Source passage below:
Leo says no to London rule as North talks fail
TALKS to restore the Stormont government failed yesterday after DUP leader Arlene Foster said power sharing ‘is not possible at this time’.
However, the failure led to divisions between former First Minister Ms Foster and Leo Varadkar’s Government.
After bringing an end to recent hopes that the Northern Assembly would be up and running shortly, Ms Foster yesterday invited the British government ‘to set a budget and start making policy decisions about our schools, hospitals and infrastructure’. But the Taoiseach immediately expressed his opposition to direct rule.
In a statement, he said: ‘I very much regret the statement from the DUP. Powersharing and working together are the only way forward for Northern Ireland.’ He said Tánaiste Simon Coveney and Northern Secretary No more time: Arlene Foster Karen Bradley are in close contact. ‘We will continue to confer with the British government about the next steps,’ he added.
In December, the Taoiseach was clear about what Dublin would seek if the Northern administration was not restored.
He said he was ready to invoke a little-known provision of the Good Friday Agreement, to allow for administration of the North by an Intergovernmental Conference – meaning Britain and Ireland as co-guarantors of the 1998 deal. This would trump the DUP’s preference of a continuation of the tradition of direct rule from Westminster.
At the time, Mr Varadkar said if the talks failed there would be two options. ‘The first option is another set of elections, although it’s hard to see what outcome would arise that would put us in a better position. The second is convening the British-Irish Intergovernmental Conference, which would allow the two governments implement the Good Friday Agreement in the absence of an Assembly and Executive in Northern Ireland.’
He explained: ‘Essentially, the Good Friday Agreement provides for matters that are not devolved to be dealt with by the British Irish Governmental Conference and that’s what we will seek.’
He insisted: ‘We won’t be supporting direct rule.’ Hopes had risen that a breakthrough deal on powersharing was close when the Taoiseach and British Prime Minister Theresa May travelled to Belfast on Monday. However, Ms Foster’s statement yesterday afternoon made it clear that the talks were effectively dead.
End of Source passage.
* _What to work on_:
1. Name every person mentioned by name in the article about the failed Stormont talks.
2. According to the Stormont talks article, on what day did the Taoiseach and the British Prime Minister travel to Belfast?
Data extract below:
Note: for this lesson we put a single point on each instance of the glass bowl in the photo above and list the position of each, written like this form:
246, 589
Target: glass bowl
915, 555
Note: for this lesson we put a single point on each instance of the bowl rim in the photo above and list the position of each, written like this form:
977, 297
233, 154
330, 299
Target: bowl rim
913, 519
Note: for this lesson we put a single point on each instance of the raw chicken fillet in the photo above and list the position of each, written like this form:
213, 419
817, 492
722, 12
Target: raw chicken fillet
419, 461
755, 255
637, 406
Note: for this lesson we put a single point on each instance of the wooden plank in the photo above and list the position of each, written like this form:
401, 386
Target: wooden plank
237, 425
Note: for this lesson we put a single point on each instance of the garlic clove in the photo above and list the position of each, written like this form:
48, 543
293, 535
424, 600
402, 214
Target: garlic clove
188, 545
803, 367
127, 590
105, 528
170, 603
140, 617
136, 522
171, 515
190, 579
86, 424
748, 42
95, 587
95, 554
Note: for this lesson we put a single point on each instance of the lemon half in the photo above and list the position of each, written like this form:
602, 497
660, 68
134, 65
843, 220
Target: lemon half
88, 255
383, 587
End of Data extract.
Data extract below:
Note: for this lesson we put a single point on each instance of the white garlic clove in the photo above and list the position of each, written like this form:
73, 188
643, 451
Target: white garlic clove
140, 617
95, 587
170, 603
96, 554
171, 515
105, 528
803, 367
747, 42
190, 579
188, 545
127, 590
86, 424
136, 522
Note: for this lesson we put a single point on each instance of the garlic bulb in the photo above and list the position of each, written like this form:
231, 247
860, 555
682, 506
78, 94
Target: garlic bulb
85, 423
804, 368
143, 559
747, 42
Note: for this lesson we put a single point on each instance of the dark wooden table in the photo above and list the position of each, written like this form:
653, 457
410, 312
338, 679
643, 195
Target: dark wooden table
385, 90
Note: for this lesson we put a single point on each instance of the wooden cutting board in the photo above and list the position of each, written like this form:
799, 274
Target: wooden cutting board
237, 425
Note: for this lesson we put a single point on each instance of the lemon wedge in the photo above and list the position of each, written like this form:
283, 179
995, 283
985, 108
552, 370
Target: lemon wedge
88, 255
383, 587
End of Data extract.
* _Your responses_:
1. Arlene Foster, Leo Varadkar, Simon Coveney, Karen Bradley, Theresa May

2. On Monday.